INPUT DATA:
==========

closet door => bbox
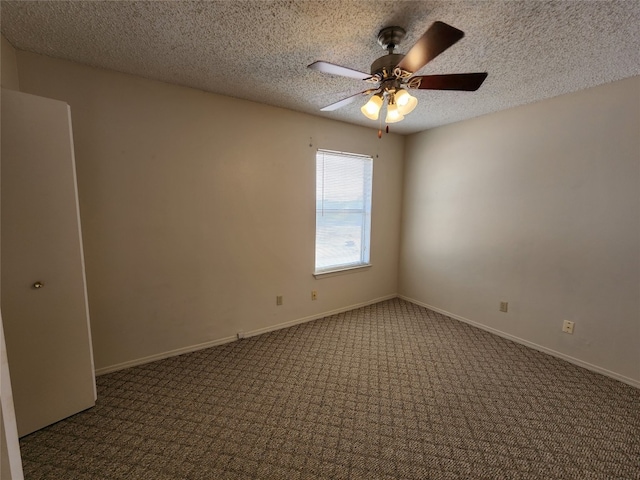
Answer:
[0,90,96,436]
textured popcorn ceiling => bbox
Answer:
[1,0,640,134]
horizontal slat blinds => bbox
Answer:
[315,150,373,273]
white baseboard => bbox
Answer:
[96,336,237,376]
[244,293,398,338]
[96,293,398,375]
[398,295,640,388]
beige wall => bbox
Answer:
[399,77,640,386]
[0,35,20,90]
[18,52,404,372]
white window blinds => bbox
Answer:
[315,150,373,273]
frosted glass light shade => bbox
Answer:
[395,90,418,115]
[384,103,404,123]
[360,95,382,120]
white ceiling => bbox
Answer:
[1,0,640,134]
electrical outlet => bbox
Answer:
[562,320,575,335]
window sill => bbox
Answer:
[313,263,371,280]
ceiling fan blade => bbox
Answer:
[307,62,371,80]
[409,72,487,92]
[320,88,377,112]
[398,22,464,73]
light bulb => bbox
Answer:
[384,103,404,123]
[360,95,382,120]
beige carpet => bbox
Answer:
[21,299,640,480]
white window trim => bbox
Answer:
[312,148,373,279]
[313,263,373,280]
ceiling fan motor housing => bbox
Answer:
[371,53,404,80]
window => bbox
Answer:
[315,150,373,274]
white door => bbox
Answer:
[0,90,96,437]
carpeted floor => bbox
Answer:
[21,299,640,480]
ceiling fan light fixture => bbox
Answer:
[395,90,418,115]
[360,95,382,120]
[384,103,404,123]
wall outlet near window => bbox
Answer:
[562,320,575,335]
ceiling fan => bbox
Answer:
[308,22,487,129]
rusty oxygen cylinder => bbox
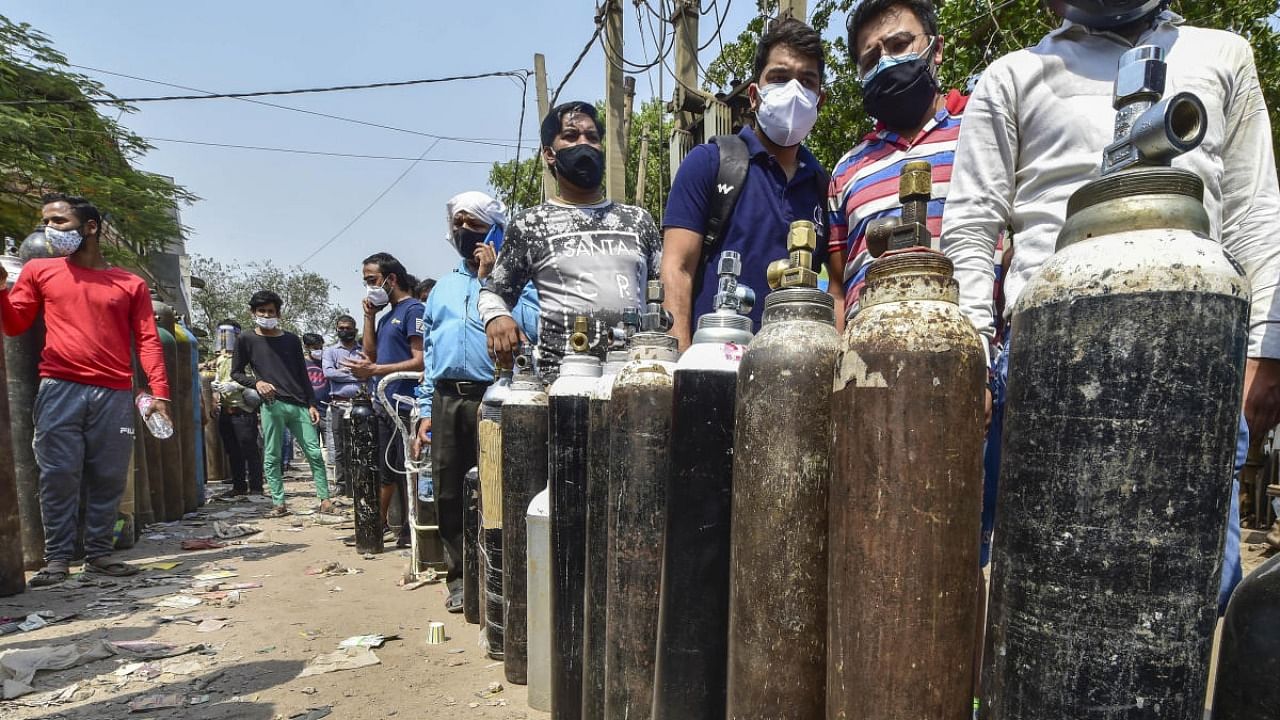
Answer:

==========

EXERCISE PROMPT: Copy out the items starting with the line with "electrical outlet => bbox" and going on through the line with "[398,22,464,73]", swapping "window sill" for "windowsill" and changing nothing else.

EXERCISE SOLUTION:
electrical outlet => bbox
Answer:
[562,320,575,335]
windowsill => bbox
Answer:
[313,263,371,280]
ceiling fan blade => bbox
Answer:
[307,62,371,80]
[409,72,487,92]
[320,88,377,112]
[398,22,464,73]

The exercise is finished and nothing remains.